Task description
Determine how many lines of the data below contain the word "every". Give only that number.
· · ·
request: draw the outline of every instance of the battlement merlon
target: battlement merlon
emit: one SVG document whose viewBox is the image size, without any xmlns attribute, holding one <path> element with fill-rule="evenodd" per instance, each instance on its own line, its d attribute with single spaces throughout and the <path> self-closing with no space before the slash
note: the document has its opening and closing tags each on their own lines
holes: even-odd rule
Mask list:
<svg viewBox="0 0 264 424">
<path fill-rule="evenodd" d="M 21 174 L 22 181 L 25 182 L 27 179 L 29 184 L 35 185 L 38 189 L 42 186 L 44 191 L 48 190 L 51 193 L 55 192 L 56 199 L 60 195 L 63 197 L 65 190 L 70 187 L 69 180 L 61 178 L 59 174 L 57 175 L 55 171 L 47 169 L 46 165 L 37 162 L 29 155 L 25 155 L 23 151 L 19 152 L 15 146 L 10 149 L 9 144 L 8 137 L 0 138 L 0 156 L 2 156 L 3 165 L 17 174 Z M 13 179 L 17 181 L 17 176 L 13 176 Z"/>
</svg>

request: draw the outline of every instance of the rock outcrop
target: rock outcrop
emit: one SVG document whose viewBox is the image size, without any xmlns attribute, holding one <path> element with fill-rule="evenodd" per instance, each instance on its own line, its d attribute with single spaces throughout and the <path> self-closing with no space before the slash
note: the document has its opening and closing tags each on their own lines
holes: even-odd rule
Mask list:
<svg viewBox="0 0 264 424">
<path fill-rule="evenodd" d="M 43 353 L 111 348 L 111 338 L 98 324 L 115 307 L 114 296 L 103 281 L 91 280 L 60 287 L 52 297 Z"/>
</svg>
· · ·
Final result
2